# Start of Records to process

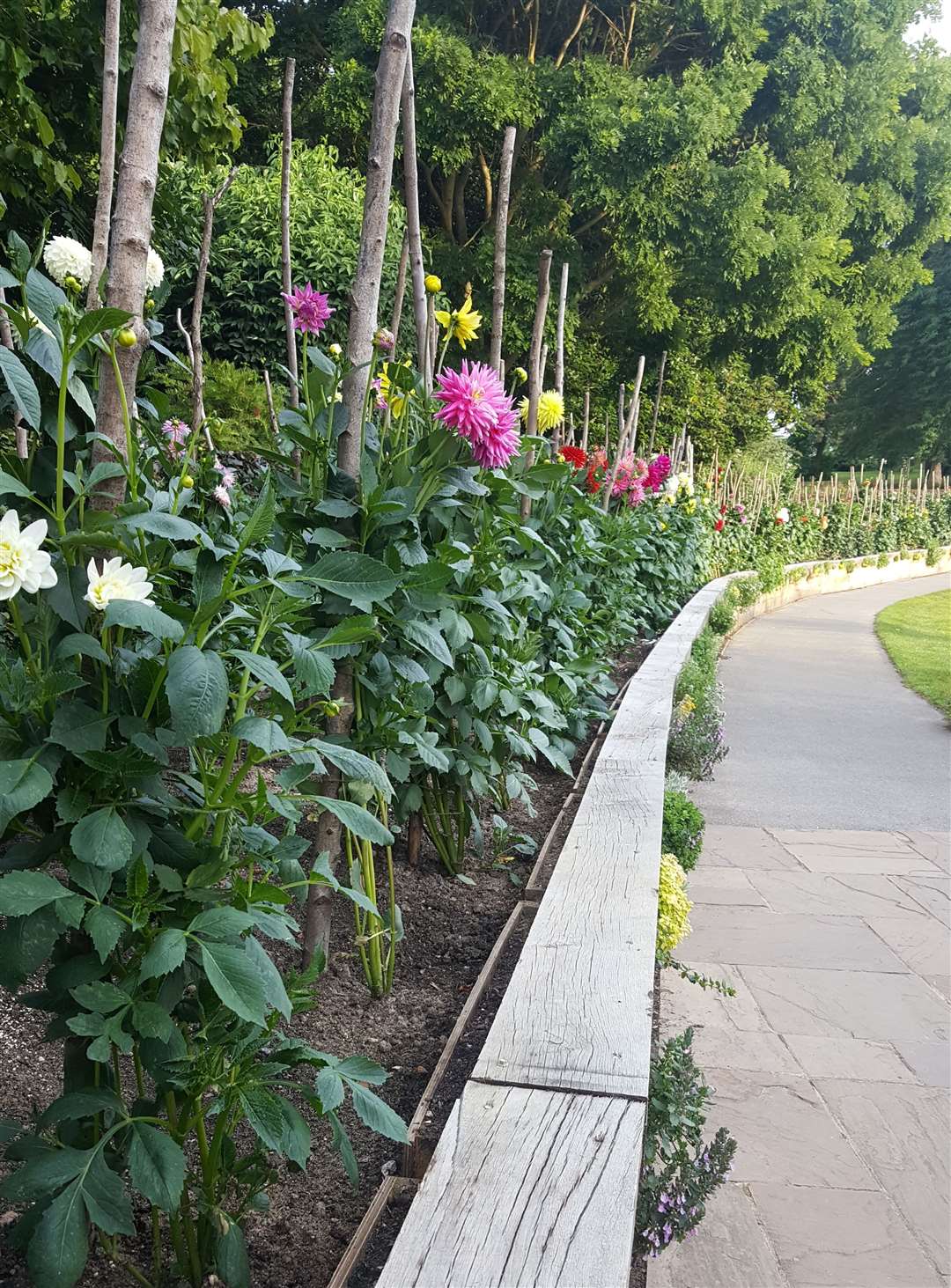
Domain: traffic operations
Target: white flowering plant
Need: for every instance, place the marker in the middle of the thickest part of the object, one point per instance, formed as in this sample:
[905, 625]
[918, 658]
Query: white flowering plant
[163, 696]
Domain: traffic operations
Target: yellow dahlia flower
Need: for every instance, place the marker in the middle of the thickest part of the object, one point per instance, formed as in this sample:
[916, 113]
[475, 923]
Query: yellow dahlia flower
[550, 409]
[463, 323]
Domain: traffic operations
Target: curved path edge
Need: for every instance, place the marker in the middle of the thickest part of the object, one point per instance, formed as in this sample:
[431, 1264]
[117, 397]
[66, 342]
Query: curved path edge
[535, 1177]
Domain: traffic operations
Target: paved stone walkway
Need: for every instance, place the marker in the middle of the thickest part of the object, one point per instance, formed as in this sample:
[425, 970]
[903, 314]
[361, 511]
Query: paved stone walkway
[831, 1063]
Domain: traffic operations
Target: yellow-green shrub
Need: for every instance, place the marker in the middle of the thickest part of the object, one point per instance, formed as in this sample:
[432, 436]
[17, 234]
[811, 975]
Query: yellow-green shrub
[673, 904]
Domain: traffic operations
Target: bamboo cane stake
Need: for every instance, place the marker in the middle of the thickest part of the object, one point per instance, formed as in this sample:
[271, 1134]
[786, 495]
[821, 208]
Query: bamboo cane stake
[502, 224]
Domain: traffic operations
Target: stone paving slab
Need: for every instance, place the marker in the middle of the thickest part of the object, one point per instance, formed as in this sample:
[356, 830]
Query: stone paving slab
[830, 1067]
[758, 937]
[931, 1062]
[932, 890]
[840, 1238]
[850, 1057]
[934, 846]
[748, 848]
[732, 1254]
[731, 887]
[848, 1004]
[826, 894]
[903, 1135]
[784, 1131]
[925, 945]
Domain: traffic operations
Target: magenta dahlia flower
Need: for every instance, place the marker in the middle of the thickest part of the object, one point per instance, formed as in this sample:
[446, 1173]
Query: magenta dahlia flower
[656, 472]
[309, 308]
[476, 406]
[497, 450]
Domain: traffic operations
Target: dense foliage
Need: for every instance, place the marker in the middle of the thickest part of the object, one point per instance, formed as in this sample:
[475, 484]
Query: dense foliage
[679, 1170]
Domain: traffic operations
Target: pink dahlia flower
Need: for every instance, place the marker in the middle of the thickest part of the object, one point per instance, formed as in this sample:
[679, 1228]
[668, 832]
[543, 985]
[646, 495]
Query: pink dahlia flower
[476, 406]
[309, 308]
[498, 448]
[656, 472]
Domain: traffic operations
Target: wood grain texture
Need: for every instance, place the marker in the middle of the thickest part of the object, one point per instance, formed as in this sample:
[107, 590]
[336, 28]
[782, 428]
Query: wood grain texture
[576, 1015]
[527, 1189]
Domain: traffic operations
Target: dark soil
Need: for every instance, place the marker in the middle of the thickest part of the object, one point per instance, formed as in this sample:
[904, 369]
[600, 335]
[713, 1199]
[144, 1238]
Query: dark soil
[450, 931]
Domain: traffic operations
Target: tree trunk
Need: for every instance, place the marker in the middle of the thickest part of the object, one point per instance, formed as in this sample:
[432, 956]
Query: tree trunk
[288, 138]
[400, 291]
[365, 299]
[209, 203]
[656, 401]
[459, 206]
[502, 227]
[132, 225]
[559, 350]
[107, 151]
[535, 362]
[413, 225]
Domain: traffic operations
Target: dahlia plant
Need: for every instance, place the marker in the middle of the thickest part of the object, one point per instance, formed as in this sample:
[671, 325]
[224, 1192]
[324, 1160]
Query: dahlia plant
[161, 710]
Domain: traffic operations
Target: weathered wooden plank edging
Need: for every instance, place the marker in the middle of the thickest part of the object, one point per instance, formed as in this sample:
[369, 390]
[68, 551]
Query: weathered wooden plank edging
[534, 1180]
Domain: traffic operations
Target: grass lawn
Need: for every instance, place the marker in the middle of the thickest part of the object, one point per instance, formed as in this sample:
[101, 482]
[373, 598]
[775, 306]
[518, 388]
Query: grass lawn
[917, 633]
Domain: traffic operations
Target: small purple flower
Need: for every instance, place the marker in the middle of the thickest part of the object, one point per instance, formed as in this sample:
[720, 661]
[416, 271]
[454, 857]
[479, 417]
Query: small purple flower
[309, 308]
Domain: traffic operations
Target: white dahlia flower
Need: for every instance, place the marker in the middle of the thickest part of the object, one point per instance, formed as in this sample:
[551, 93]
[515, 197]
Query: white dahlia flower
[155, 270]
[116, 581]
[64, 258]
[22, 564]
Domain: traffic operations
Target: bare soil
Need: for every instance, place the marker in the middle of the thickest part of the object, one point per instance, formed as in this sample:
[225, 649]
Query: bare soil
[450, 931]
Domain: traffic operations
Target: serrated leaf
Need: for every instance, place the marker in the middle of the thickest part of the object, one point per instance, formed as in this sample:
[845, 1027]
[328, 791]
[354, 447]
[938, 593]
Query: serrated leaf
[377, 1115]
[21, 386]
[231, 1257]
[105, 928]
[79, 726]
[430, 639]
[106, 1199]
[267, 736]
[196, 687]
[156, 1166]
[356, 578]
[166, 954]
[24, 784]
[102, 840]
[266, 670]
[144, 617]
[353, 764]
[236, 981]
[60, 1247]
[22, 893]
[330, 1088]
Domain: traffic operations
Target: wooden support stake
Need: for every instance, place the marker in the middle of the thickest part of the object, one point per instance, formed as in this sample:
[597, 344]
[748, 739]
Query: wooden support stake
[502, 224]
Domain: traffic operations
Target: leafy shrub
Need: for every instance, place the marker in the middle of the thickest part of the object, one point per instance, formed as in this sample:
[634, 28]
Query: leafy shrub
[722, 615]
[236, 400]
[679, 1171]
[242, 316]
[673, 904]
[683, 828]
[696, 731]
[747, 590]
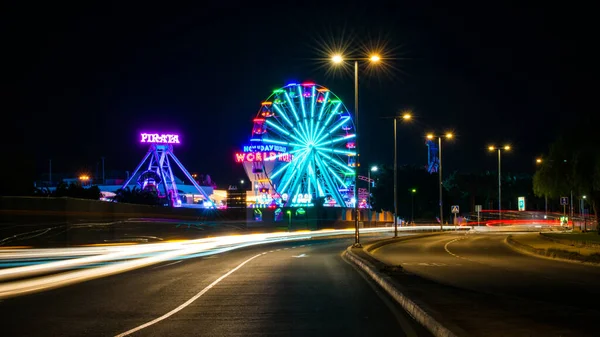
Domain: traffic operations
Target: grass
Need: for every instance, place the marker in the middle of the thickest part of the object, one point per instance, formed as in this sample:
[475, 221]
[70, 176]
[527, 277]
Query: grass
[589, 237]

# End of Records to process
# Start of Records to process

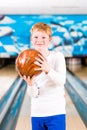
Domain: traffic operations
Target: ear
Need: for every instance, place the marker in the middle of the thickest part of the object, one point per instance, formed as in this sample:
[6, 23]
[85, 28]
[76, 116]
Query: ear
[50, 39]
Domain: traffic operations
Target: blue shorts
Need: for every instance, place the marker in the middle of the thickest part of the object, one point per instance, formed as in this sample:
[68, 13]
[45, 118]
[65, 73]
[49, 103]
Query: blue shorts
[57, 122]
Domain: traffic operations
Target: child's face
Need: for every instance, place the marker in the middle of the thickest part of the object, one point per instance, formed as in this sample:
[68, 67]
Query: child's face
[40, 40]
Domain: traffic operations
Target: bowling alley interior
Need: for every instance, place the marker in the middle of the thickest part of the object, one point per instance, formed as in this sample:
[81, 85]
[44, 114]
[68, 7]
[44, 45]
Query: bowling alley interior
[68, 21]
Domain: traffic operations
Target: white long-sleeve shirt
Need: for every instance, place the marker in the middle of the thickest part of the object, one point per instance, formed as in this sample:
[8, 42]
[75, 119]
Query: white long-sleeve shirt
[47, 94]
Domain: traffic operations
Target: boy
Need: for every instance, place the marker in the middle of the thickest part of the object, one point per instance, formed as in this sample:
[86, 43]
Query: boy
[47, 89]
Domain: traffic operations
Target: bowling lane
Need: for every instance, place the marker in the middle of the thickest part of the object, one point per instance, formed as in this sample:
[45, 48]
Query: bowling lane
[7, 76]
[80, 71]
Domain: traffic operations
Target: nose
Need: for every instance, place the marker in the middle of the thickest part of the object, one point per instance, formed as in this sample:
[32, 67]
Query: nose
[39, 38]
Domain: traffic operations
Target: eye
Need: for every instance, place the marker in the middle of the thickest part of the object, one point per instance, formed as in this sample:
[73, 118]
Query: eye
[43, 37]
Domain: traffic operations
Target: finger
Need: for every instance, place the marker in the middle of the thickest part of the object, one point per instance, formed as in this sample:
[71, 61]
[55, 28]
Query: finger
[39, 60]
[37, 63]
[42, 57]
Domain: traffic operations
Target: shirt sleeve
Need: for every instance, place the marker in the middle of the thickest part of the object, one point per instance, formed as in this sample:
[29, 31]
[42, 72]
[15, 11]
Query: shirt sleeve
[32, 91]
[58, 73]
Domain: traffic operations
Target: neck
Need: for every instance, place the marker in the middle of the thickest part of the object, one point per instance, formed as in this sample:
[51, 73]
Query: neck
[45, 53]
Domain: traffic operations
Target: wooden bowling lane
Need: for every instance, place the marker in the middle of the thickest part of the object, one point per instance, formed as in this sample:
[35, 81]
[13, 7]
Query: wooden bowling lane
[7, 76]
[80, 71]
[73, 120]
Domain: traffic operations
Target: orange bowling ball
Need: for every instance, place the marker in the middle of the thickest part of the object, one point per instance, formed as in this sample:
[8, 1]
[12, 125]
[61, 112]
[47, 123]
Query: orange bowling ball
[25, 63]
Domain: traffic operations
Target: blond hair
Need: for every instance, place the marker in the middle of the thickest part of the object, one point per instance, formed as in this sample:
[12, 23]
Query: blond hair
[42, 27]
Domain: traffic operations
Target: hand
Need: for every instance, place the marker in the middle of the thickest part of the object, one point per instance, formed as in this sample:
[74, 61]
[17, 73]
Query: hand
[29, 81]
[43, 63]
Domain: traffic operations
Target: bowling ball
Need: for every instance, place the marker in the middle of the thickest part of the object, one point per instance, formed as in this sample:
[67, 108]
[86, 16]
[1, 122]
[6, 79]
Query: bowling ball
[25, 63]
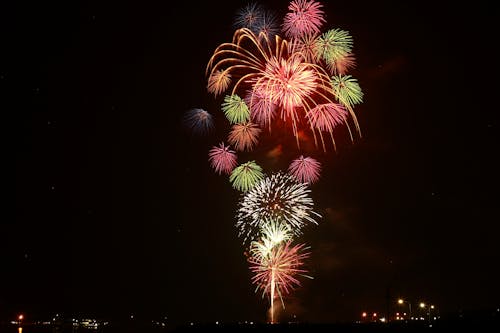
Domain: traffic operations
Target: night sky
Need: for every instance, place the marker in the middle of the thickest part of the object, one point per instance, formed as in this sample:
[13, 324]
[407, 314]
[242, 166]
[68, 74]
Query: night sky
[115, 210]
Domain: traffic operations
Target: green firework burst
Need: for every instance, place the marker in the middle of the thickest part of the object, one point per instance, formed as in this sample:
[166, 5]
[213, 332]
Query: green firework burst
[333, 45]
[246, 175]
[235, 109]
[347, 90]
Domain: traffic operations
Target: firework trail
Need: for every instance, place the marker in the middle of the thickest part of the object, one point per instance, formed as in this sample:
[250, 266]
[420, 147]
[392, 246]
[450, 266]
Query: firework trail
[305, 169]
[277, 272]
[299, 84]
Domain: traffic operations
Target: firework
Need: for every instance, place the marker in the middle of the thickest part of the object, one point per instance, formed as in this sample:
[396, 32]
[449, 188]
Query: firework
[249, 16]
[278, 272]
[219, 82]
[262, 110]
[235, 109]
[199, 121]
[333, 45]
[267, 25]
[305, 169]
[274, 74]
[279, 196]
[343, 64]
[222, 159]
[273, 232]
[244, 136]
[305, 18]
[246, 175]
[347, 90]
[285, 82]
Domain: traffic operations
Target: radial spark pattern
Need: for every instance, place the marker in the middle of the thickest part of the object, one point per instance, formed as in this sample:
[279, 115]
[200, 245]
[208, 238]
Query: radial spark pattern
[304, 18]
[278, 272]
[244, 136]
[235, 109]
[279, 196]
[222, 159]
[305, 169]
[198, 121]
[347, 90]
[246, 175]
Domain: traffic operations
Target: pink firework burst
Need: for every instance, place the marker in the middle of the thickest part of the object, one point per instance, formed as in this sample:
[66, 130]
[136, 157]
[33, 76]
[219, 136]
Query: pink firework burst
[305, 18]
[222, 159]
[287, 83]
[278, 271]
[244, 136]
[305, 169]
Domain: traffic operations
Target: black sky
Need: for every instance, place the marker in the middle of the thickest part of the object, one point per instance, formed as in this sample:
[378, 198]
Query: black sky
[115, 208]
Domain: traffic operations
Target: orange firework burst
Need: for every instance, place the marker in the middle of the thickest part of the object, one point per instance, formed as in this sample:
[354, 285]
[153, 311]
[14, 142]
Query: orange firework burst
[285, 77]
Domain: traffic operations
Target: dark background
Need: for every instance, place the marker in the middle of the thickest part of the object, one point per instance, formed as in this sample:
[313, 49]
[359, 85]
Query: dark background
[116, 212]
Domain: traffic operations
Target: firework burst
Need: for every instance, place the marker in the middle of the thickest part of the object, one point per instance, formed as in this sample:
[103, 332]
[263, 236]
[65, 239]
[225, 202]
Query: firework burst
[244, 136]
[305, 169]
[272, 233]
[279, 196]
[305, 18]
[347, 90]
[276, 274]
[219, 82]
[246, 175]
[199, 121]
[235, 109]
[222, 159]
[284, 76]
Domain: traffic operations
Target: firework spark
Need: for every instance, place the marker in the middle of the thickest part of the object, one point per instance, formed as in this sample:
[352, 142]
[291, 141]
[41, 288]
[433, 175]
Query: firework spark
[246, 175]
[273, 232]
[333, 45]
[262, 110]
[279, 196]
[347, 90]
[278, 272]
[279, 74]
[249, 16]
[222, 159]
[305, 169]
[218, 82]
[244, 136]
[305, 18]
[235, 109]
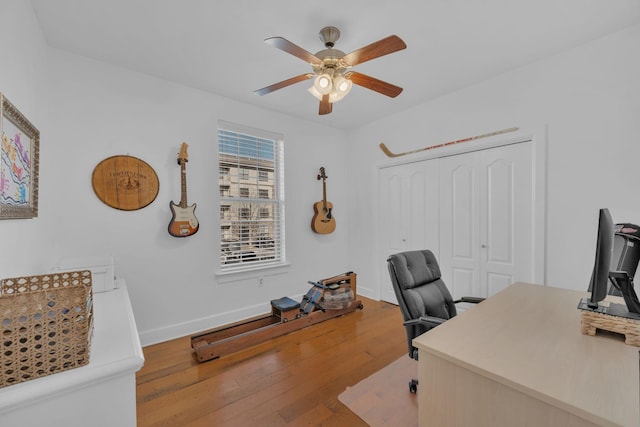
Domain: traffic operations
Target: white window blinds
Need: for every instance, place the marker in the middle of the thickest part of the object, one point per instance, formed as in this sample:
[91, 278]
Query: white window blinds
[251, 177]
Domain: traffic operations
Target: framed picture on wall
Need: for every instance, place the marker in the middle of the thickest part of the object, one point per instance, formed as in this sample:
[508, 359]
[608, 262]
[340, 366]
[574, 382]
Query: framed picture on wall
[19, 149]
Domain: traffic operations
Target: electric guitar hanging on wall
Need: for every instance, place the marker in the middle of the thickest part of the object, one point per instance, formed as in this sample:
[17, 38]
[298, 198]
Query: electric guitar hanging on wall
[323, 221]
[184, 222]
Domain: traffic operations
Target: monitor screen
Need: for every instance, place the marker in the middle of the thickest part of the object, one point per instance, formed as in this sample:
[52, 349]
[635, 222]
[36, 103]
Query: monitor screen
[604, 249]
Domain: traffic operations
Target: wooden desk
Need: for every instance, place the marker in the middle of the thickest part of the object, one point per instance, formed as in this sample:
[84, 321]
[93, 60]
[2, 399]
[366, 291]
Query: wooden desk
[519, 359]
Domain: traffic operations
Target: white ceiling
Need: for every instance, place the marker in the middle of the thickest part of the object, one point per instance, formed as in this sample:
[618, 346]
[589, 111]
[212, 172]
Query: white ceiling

# End of Records to process
# Start of Records to process

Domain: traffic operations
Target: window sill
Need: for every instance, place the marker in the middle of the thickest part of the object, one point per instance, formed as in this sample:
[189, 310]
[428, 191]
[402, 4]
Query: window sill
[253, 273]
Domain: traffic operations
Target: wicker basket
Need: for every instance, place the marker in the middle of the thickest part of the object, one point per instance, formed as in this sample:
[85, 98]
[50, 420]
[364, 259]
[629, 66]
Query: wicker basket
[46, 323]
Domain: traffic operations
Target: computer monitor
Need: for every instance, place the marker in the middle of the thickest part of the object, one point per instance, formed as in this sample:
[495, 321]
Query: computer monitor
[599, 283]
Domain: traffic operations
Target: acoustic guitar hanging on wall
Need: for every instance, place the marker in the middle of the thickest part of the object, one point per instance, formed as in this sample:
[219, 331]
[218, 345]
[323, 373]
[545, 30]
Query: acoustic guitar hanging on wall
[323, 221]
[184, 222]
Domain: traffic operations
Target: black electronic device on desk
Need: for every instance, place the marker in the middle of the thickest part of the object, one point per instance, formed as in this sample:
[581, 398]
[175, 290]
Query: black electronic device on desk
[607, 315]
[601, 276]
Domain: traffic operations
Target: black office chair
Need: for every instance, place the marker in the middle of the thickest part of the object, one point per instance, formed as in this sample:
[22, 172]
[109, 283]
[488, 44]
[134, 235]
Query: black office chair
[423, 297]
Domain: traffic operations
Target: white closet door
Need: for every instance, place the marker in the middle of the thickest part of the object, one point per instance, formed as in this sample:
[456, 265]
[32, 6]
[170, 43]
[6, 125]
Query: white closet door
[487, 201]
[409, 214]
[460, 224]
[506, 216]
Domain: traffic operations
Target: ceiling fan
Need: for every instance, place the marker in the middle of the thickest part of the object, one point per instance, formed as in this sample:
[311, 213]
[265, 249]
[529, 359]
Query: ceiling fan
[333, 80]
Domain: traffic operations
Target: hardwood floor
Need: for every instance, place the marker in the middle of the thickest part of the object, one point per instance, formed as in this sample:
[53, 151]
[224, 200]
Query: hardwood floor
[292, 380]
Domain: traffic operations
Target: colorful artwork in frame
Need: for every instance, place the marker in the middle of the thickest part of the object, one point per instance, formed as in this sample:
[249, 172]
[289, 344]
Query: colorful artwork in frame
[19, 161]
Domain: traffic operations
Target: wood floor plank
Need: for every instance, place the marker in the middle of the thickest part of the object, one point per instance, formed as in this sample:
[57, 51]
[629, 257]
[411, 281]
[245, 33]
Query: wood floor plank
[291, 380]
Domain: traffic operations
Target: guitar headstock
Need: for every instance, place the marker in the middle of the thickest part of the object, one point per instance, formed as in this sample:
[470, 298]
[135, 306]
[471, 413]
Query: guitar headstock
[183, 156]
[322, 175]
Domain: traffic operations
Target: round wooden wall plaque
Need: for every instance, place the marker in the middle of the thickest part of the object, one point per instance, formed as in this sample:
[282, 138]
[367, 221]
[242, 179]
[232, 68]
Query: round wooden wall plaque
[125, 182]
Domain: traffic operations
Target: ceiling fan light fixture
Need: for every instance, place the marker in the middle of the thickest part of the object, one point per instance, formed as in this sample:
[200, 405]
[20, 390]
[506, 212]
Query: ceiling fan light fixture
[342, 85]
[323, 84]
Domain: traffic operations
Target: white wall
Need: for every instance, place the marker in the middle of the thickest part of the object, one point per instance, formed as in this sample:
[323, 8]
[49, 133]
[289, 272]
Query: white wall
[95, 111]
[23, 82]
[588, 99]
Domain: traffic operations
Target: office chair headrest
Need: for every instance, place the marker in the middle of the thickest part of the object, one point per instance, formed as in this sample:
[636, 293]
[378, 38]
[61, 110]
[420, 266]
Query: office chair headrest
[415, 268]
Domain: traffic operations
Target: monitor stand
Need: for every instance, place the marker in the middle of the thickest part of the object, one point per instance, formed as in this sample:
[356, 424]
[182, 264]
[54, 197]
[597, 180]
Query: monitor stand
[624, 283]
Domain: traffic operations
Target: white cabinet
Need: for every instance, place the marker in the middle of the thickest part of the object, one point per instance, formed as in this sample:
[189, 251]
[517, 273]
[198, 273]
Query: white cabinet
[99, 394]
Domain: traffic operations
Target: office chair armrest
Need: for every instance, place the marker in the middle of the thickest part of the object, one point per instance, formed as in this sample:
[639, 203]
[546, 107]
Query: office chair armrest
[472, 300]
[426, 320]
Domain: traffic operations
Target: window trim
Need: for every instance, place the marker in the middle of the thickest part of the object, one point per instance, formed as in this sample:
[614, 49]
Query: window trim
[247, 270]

# End of Records to process

[The request] State how many lines in the rows above contain the string "flowering". Give only the number.

[Task result] 2